* [QUELLTEXT]
=-=-=

Judith N. Shklar war neben Hannah Arendt eine der einflussreichsten politischen Denkerinnen des 20. Jahrhunderts. Sie plädierte für einen Liberalismus mit sozialem Antlitz. Überlegungen, warum das Denken von Judith N. Shklar in unsere Zeit passt.
Der Liberalismus hat in seiner mehr als dreieinhalb Jahrhunderte währender Geschichte schon bessere Zeiten erlebt – sowohl in seiner theoretischen Ausgestaltung wie in seiner parteipolitischen Materialisierung. Es scheint, dass die Zeit des Liberalismus zu Ende geht oder bereits zu Ende gegangen ist. In Deutschland zumindest ist der Liberalismus auf dem intellektuellen Niveau einer »vulgären Freiheit von Verboten als Schnitzel- und Auspuffliberalismus« angekommen. Diesen Niedergang, wie Gustav Seibt ihn in Worte gefasst hat, hat eine politische Philosophie nicht verdient, die persönliche Freiheit und Selbstverantwortung als relevante Aspekte moderner Gesellschaften betont.

=-=-=

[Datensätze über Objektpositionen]
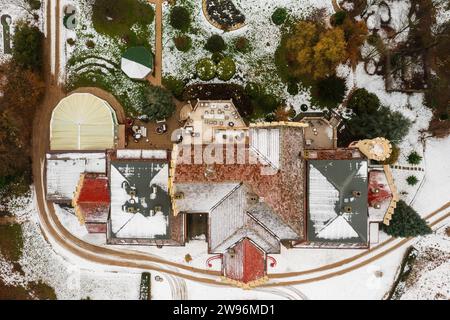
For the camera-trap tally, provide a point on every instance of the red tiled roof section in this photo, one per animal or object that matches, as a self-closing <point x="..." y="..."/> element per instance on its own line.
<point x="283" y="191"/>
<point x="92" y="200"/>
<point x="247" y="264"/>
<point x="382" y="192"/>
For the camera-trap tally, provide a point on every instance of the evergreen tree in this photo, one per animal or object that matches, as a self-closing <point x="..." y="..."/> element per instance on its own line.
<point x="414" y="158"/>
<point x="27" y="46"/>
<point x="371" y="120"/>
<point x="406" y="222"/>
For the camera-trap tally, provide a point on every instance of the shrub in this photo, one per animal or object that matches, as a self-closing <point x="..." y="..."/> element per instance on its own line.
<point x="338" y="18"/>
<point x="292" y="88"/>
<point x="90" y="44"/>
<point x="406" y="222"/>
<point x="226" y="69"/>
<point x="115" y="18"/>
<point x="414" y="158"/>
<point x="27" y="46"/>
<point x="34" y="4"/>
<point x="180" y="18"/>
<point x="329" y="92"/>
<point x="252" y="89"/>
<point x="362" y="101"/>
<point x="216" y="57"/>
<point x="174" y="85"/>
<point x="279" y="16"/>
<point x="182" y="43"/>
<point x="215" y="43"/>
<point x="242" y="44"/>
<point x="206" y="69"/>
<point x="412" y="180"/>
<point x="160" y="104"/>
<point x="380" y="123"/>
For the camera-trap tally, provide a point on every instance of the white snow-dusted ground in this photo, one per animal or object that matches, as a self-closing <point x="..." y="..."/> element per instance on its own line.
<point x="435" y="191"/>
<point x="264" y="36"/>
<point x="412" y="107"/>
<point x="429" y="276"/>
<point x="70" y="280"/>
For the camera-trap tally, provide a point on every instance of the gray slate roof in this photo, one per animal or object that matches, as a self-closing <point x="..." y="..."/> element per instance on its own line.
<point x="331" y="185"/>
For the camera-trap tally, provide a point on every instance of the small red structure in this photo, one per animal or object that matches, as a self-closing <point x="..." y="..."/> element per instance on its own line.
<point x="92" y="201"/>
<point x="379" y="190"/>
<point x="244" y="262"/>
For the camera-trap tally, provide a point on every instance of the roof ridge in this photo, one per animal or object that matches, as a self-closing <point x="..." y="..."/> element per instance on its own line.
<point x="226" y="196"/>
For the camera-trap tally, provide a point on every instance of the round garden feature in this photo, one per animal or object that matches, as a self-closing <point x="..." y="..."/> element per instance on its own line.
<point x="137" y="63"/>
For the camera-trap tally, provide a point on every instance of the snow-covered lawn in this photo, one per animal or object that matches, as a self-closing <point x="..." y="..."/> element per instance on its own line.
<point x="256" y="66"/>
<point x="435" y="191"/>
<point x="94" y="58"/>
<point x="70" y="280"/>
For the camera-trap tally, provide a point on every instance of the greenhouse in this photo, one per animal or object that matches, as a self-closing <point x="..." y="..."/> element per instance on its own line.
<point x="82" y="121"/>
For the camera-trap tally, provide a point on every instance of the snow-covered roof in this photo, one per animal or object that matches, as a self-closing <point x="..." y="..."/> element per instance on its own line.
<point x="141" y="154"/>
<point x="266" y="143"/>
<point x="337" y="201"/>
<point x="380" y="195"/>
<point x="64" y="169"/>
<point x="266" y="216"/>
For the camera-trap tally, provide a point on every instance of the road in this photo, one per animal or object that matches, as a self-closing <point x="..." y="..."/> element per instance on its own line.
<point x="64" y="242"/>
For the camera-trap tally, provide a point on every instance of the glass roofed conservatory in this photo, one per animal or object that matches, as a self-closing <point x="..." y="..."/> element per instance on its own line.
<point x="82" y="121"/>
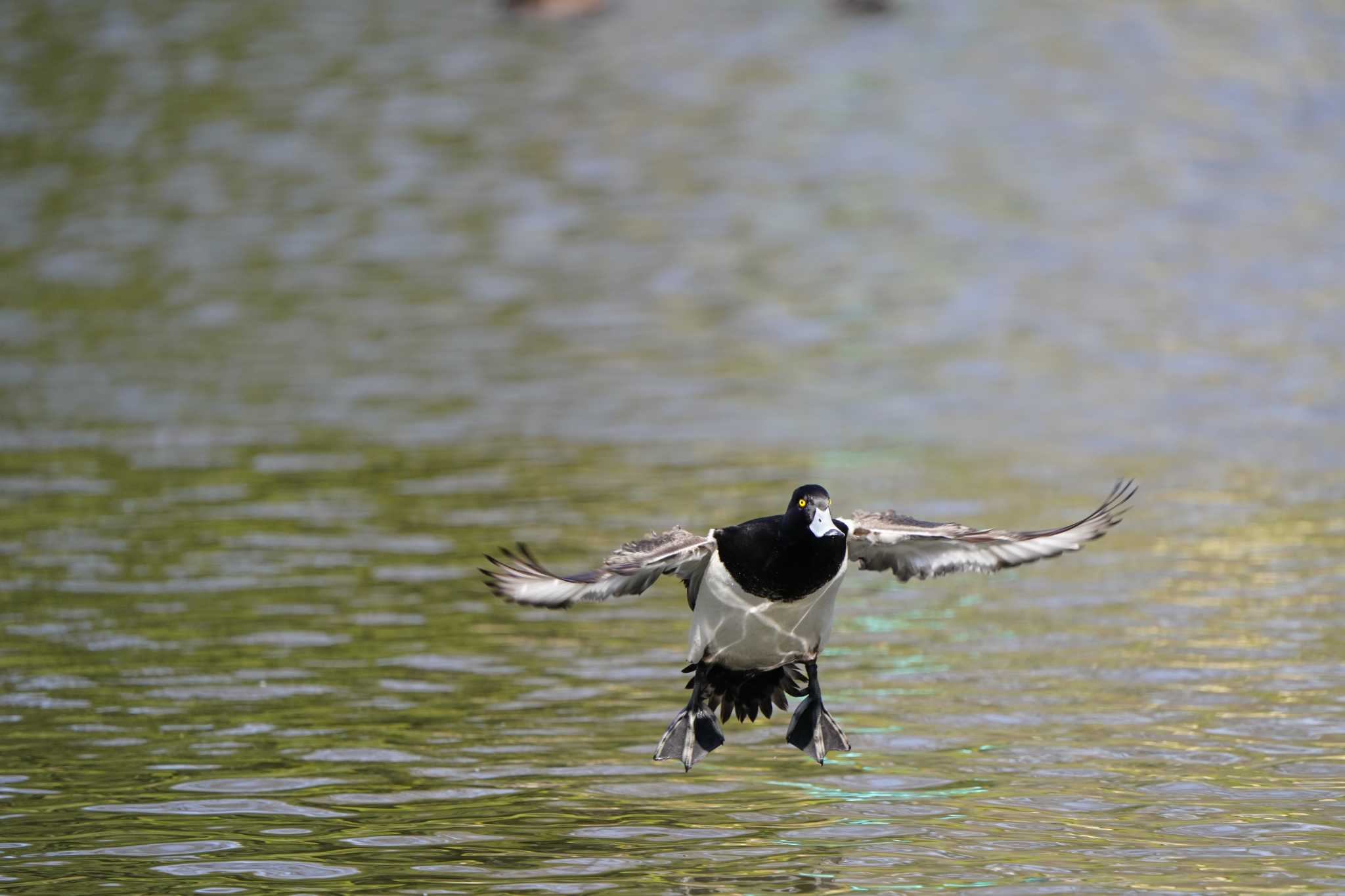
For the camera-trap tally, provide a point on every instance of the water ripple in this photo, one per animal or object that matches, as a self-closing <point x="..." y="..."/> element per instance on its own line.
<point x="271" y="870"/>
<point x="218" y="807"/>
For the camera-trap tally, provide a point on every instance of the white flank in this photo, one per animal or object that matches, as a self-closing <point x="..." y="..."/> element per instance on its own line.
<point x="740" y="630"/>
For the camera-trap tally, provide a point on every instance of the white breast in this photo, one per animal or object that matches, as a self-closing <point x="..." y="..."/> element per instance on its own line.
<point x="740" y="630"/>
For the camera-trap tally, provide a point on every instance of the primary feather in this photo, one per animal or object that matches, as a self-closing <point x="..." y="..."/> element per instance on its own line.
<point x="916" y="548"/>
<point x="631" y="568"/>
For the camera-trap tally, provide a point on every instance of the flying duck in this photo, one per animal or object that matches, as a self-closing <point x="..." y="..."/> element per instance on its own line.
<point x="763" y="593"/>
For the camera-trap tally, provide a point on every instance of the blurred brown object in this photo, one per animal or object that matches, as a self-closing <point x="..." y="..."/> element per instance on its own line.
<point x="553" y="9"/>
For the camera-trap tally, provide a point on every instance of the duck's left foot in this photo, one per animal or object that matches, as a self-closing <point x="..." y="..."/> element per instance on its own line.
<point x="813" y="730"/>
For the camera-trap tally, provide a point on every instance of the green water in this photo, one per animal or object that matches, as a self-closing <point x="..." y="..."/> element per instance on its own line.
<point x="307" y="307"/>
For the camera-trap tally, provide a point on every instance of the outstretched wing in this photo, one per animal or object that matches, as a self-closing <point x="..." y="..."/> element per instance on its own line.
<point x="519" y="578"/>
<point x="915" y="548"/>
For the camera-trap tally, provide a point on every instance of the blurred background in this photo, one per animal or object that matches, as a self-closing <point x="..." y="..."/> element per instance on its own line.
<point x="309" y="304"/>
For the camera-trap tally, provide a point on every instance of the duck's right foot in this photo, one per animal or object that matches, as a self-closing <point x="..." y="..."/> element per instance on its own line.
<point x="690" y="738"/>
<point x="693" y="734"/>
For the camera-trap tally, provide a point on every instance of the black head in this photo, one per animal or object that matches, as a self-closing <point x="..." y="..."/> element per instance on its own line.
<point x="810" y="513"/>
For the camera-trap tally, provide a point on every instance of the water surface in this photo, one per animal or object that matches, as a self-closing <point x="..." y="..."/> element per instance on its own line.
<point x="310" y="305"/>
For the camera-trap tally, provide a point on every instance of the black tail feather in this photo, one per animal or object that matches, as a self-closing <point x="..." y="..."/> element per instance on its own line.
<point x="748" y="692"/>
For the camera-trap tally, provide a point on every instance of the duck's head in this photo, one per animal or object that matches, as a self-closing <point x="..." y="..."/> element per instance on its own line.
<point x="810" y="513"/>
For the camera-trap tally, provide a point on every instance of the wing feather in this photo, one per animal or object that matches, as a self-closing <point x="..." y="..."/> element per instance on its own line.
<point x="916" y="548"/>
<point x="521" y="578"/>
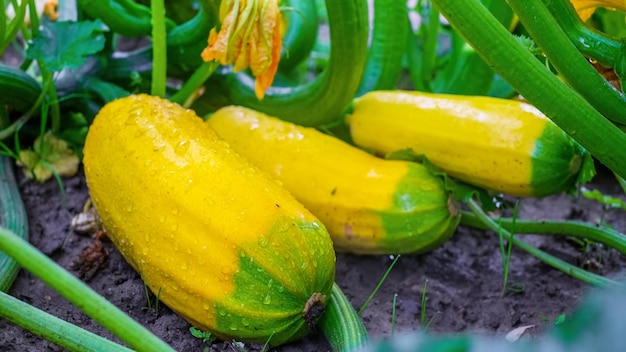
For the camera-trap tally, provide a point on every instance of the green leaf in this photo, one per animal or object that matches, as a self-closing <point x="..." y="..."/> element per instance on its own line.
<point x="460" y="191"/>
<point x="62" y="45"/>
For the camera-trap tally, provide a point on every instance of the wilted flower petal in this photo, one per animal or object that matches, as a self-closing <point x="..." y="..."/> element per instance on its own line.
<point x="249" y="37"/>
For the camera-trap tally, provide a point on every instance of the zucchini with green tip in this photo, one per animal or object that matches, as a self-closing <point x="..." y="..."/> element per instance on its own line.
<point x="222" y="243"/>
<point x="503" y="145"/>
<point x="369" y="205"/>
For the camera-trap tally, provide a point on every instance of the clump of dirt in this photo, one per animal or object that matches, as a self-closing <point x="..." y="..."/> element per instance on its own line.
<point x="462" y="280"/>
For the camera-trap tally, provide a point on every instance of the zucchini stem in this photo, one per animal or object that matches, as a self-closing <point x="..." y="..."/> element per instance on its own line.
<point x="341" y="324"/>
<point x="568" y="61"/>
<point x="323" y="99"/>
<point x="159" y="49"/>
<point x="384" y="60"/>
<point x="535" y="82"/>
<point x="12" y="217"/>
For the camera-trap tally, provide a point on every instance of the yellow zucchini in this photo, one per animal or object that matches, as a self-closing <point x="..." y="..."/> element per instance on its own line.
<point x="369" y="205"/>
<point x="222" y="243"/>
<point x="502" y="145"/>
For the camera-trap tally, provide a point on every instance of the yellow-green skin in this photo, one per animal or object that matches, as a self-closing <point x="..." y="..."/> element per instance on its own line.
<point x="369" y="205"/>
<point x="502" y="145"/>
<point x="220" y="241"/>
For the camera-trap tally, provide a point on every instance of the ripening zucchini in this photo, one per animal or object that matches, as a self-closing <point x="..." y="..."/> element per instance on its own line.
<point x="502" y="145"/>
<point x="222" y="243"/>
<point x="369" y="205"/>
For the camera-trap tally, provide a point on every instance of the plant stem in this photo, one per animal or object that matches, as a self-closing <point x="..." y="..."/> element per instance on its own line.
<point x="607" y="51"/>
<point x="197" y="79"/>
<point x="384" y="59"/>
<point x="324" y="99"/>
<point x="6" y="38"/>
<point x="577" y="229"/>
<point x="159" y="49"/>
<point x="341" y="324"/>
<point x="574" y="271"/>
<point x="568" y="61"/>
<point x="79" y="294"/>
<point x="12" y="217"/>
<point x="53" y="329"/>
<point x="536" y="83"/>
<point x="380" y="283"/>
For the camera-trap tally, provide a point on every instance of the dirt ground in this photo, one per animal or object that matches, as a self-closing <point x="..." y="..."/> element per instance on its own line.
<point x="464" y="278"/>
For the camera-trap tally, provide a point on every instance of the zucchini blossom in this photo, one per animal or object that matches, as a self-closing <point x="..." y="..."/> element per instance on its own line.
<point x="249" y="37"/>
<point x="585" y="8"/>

=-=-=

* [AUFGABE] Für welche Art von Liberalismus trat Judith N. Shklar laut Quelltext ein? Die Zeilen haben mit dem Quelltext nichts zu tun.

* [VOLLSTÄNDIGE ANTWORT] Für einen Liberalismus mit sozialem Antlitz.